Goal of the exercise — Search the data below for the string "pixel" and copy all lines where it shows up.

Start of Dataset excerpts

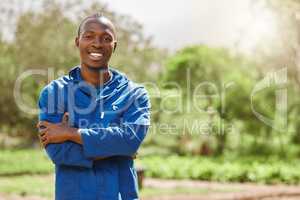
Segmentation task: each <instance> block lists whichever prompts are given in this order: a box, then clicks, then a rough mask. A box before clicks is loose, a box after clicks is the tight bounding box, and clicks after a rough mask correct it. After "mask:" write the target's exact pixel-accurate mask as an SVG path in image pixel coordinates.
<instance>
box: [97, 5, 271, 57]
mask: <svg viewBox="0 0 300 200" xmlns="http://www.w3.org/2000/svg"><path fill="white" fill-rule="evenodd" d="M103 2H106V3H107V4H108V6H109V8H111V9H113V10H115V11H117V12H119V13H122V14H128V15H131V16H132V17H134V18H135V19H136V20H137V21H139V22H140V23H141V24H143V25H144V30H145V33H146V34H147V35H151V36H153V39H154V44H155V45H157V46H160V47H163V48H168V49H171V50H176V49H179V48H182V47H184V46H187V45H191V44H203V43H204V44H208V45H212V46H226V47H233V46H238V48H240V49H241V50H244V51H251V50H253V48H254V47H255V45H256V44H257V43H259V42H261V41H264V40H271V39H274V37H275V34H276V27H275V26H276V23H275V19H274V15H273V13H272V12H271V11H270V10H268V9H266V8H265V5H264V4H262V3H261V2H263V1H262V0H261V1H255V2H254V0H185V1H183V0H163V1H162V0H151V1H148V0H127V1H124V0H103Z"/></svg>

End of Dataset excerpts
Start of Dataset excerpts

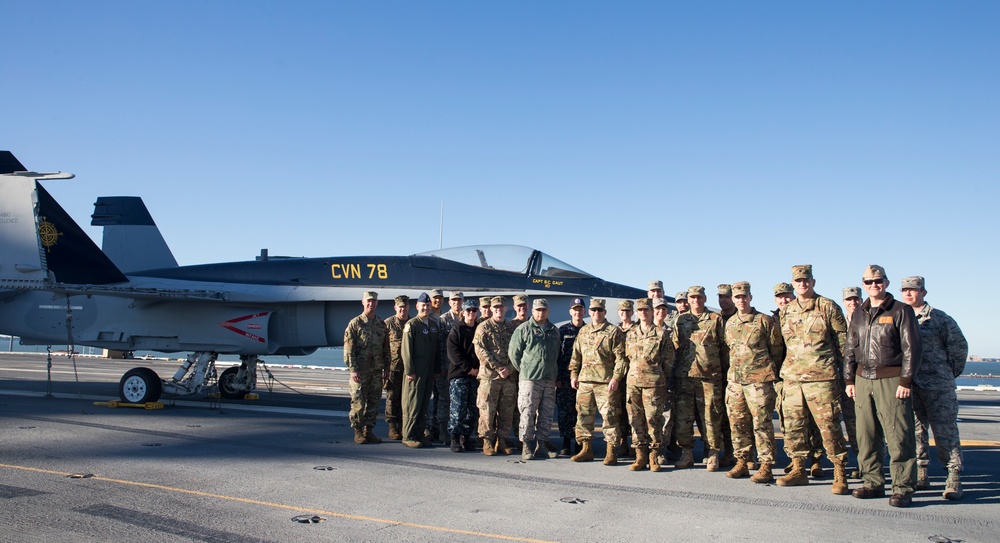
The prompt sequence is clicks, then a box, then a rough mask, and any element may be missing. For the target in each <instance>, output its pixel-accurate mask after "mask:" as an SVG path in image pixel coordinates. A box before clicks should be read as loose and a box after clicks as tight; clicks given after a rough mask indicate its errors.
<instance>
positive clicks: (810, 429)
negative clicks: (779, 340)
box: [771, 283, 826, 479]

End of Dataset excerpts

Result of this task —
Segmentation task: each <instance> block lists whichever prompts are given in this order: a box, then clicks, then a rough mask. A box before clicks is loose, a box after clicks is the tight bounding box, and clicks after a rough mask correct it. After "mask:" write the target's exact pixel-accurate mask as an SVG path in image pixel coordinates.
The prompt sequence is clicks, then a box, then a rough mask, and any element may be missing. For the target in each <instance>, output its pixel-accurate mask after "mask:" as an SVG path in image pixel coordinates. A box before clicks should be read as loose and a box after clicks as tight; clicks given after a rough mask indicate its errors.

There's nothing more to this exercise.